EXTRACT >>
▶

FDA refreshes bioequivalence guidance for generic drugs

Regulatory NewsRegulatory News | 20 August 2021 |  By 

Generic drug makers received a refreshed draft guidance from the US Food and Drug Administration on Friday; the guidance updates some recommendations on the conduct of bioequivalence (BE) studies that have pharmacokinetic endpoints.
In announcing the updated draft guidance’s availability, FDA said that the document is meant to "clarify the agency’s recommendations regarding BE information submitted in an [abbreviated new drug application] submission, provide assistance to potential ANDA applicants, and support access for patients to lower cost, high quality medicines.” The new revision updated a draft originally published in December 2013. (RELATED: FDA Updates Bioequivalence Testing Guidance Intended for Generic Drug Manufacturers, Regulatory Focus 04 December 2013)
Applicants who are planning an abbreviated new drug application (ANDA) submission should also consult relevant product-specific guidances for detailed information about which BE studies should be completed as part of the submission process, noted FDA.
The revised draft is rearranged so that some material that was originally in an attachment is now in the main body of the guidance, while other material has been moved to one of two appendices. The first appendix largely parallels content of an attachment to the first draft, and provides general guidelines for study conduct.
The second appendix is new; it provides a step-by-step guide to for using a reference-scaled average BE approach in statistical analysis of BE for highly variable drugs.
Revisions to the 2013 draft clarify that ANDA applicants must submit results of all BE studies conducted on a drug substance that has the same formulation as the proposed drug product. The revised guidance also clarifies the situations when a replicate crossover study design might be appropriate.

◀

DATA LISTING >>
▶

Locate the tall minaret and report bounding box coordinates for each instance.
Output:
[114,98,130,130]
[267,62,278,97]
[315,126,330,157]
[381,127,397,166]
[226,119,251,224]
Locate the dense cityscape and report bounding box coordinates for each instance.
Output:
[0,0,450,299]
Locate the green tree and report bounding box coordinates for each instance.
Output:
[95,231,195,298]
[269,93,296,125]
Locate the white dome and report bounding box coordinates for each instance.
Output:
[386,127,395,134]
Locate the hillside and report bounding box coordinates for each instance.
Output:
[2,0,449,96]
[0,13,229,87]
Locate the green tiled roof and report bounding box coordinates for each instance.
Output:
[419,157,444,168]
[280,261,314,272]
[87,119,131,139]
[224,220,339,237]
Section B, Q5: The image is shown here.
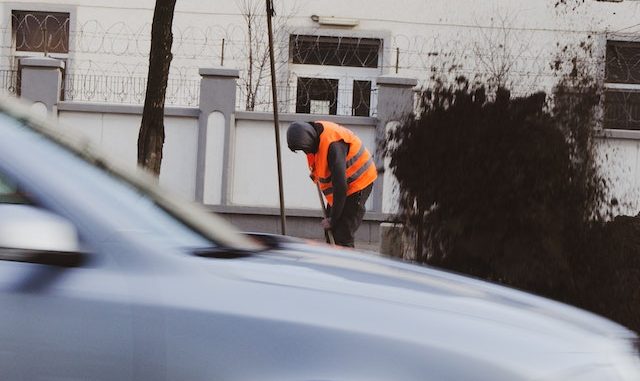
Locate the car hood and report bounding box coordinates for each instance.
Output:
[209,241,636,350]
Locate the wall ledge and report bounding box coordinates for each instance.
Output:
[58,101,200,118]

◀
▶

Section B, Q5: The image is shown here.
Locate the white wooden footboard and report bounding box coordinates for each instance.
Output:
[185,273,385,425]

◀

WORK INSTRUCTION A >>
Answer these questions about the bioequivalence article:
(i) In what month and year was the original draft of the guidance published?
(ii) What does the first appendix of the revised draft provide?
(iii) Which results must ANDA applicants submit according to the revisions?
WORK INSTRUCTION B >>
Resume the bioequivalence article, starting after its final sentence.

EXERCISE RESULT A >>
(i) December 2013.
(ii) General guidelines for study conduct.
(iii) The results of all BE studies conducted on a drug substance that has the same formulation as the proposed drug product.

EXERCISE RESULT B >>
The document’s guidance on selection of the study population now includes an expanded explanation of how a BE assessment in adults can be used to support BE assessment in pediatric populations, noting that an accompanying justification should “include information supporting that the inactive ingredients in the proposed products are appropriate for use in the pediatric population.”
Additional information is also included about calculating extent of exposure for single-dose studies, and revisions were made to recommendations for calculating partial exposure as well. The revised draft guidance provides additional considerations for when a fed BE study should be conducted in addition to a fasting BE study, and for the conduct of sprinkle BE studies.
The revised draft also includes additional considerations for BE testing for delayed-release products, and clarifies the conditions under which additional strengths of modified-release products are considered to have bioequivalency. More detail regarding other delivery methods such as orally disintegrating tablets, sublingual tablets, and transdermal delivery is also included in the updated draft guidance.
The section on in vitro dissolution testing includes reference to additional guidance issued after the original draft’s 2013 publication date.
“FDA is publishing this revised draft guidance to solicit public comments on the topics discussed in the guidance,” noted the agency in its announcement.